== PASSAGE SHOWN ==

DR RADICA MAHASE
As many parents are preparing for the start of the new academic year, we at Support Autism T&T continue to receive numerous calls from parents whose children have been diagnosed with autism spectrum disorder, who are struggling to get their children into schools. This week I am featuring the story of one little boy, as told by his father. As they continue to navigate schools, with the hope that one day his son will be accepted into a public school, he has opted to remain anonymous.
“My son is now eight years old. He was diagnosed at age three and since then we have been trying our best to give him everything that he needs. I come from a very large family, and we live in a rural area in south, so everybody knows us. The first time I tried to get my son into school, it was a small pre-school near to our home. The teacher took him because she knew the family and she really wanted to help us out. The idea was that he would stay with her until we found a school that could really work with him. She was qualified to teach pre-school, but she didn’t have any special education training, so she was really just trying to accommodate my son.
"That teacher gave me hope. The fact that she was willing to take him – he wasn’t talking, he wasn’t potty trained, and she still took him in her school. I will always be grateful to her, that she will willing to teach my son because to be honest, she was the only one who tried to help. It showed me that there are still good people in this world – this young girl, brave enough to take a special needs child and try to work with him as much as she could.
"When he almost five years we tried to get him into the government ECCE school, also within our school district. This is when the rejections started! The principal said that they didn’t have any teacher trained in special needs and they couldn’t take him and not be able to work with him. I tried to understand where they were coming from. I told myself that it’s better for them to let me know up front, rather than I send him to school there and then have to take him out. We tried another ECCE school, a little further away and they said they were full and even if they had a space, they would not take him because they didn’t have any extra teachers to work with him.

===
== DATA FOR ANALYSIS ==

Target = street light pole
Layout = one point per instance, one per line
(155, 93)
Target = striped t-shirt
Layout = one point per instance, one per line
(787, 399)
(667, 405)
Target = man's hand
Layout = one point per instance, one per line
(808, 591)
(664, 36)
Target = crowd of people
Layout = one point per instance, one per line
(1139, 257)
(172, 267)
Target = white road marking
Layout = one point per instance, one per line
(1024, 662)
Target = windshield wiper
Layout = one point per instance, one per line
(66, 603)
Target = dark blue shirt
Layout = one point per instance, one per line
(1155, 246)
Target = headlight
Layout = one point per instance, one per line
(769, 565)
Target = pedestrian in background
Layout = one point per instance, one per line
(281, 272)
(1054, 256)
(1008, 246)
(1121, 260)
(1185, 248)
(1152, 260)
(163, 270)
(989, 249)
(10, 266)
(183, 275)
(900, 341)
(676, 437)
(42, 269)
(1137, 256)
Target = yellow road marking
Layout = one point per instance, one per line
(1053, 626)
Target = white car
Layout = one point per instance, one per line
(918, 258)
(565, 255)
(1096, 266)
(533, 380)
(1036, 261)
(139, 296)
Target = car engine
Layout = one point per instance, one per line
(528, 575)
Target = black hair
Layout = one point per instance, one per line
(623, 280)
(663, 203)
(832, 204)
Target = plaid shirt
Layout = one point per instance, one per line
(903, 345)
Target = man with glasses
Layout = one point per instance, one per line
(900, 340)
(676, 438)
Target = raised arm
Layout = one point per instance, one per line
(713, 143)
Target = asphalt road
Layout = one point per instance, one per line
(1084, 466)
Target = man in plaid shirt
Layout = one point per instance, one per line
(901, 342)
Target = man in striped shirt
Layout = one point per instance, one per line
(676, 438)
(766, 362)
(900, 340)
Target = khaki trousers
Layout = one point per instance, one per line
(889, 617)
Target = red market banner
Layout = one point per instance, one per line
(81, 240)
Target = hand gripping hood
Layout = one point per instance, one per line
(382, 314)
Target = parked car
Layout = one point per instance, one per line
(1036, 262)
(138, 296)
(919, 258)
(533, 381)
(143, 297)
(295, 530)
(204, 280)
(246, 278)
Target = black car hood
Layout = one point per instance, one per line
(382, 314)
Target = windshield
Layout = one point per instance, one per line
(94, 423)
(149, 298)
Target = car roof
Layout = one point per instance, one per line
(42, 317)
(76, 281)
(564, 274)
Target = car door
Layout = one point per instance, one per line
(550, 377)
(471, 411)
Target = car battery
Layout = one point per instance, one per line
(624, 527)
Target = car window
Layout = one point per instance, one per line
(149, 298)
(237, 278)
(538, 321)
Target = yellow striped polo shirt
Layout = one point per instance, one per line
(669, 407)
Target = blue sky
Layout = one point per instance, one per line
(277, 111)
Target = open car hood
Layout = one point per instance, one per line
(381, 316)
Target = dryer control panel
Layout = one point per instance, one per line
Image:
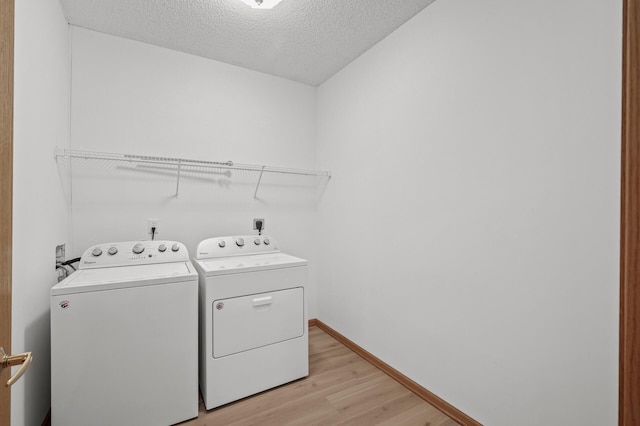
(236, 246)
(130, 253)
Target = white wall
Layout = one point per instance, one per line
(134, 98)
(470, 230)
(40, 215)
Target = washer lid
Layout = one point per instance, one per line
(87, 280)
(239, 264)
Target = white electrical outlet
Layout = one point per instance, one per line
(153, 223)
(255, 223)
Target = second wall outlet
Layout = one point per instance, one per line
(153, 223)
(255, 223)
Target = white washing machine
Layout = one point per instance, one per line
(124, 337)
(253, 317)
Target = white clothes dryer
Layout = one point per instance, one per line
(253, 317)
(124, 337)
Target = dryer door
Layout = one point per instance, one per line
(249, 322)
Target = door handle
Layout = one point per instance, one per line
(260, 301)
(11, 360)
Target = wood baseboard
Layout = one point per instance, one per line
(414, 387)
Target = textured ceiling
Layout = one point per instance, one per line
(302, 40)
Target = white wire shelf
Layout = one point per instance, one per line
(185, 164)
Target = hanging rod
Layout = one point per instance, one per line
(182, 163)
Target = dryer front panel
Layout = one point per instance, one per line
(249, 322)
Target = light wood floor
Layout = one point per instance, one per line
(341, 389)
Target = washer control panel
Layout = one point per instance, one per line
(236, 246)
(130, 253)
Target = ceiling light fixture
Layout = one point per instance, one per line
(261, 4)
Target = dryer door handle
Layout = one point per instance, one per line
(259, 301)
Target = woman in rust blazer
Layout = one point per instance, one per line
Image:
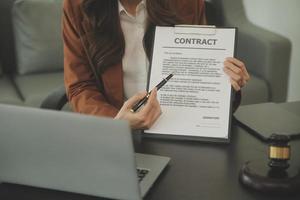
(94, 47)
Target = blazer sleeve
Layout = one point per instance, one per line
(79, 80)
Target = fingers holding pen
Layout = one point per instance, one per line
(151, 111)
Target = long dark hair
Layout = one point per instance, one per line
(108, 44)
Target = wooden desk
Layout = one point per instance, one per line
(197, 170)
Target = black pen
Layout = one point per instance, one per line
(145, 99)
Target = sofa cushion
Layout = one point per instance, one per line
(37, 32)
(256, 91)
(36, 87)
(8, 93)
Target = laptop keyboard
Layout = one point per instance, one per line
(142, 173)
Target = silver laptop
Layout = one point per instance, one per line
(73, 153)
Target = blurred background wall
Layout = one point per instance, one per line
(282, 17)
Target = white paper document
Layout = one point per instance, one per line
(197, 100)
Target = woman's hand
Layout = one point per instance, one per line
(237, 72)
(146, 116)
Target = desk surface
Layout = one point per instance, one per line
(197, 170)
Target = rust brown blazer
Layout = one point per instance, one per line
(80, 83)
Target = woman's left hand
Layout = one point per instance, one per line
(237, 72)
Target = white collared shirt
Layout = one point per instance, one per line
(135, 63)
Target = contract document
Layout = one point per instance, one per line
(197, 100)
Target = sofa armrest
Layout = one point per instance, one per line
(266, 55)
(55, 100)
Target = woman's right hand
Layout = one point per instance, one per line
(146, 116)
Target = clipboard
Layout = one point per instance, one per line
(194, 30)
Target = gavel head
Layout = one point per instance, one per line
(279, 152)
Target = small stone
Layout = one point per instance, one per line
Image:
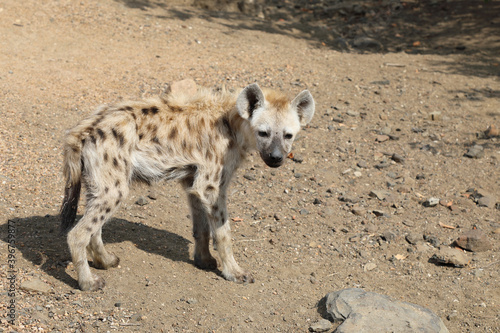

===

◆ REQUIRED WORK ◆
Extend the column about a father's struggle to find a school for his autistic son, picking up right after its final sentence.

◆ TASK OUTPUT ◆
"We made the decision to keep him in the preschool for another year and he was doing really good. We hired an aide to stay with him in the preschool, to help out three hours a day and we he was progressing really well, he was on par with other children his age. When he was approaching his sixth birthday, his teacher told us to enrol him in primary school, that he was ready.
"We decided that we will let the schools know about his autism so when we applied, we submitted his diagnosis, etc. The first primary school we tried is located ten minutes from our home. All my brothers and sisters, nieces, the whole family went to school there, it’s a government school. We went in and spoke to the principal, took my son’s diagnosis and pre-school report. The principal said he had to be honest with us, that none of his teachers have any qualifications or training in special needs education and that if he takes my son, they will not be able to teach him. He suggested that we try at two denominational schools in the area. We did the same at both – make appointments to see the principal, went in with the diagnosis and reports.
"At one school, the principal said she had to ask the first-year teachers if any of them will consider having my son in their class. The teachers said no, they won’t be able to handle the rest of the children and give him the attention he needed. The next school said they will take him if he gets a teacher’s aide. When we enquired at Student Support Services, they said the child has to be enrolled in a school before we can apply for an aide. So, we couldn’t get him into the school without an aide and we couldn’t get an aide unless he was in a school. We said okay we will sacrifice and pay for an aide ourselves but we were told that the ministry doesn’t have anything in place to deal with outside persons working in schools.
"We were stuck. With no other options, we started looking at private schools for special needs children, located at least an hour and a half drive away from home. It also meant finding money to pay for a private school – the fees were $7000 a term and money to pay for transport. When we sat down and did our budget, we realised that we had to cut out speech therapy so we could afford to send our son to school. That made me depressed because here I was playing games with my child’s life – he needs the speech therapy, and he needed the school,l and I couldn’t afford both and had to decide on one.
"I was angry that I was put in a position where I had to make that choice. If he was accepted into one of the public primary schools, then I wouldn’t have to pay all these high fees. I am a citizen, working for more than 20 years, paying all my taxes every month, and three public schools refused to take my child? I am begging the government to stop putting parents in these situations. Stop playing games with our children’s education. Why is it so difficult to educate my son?”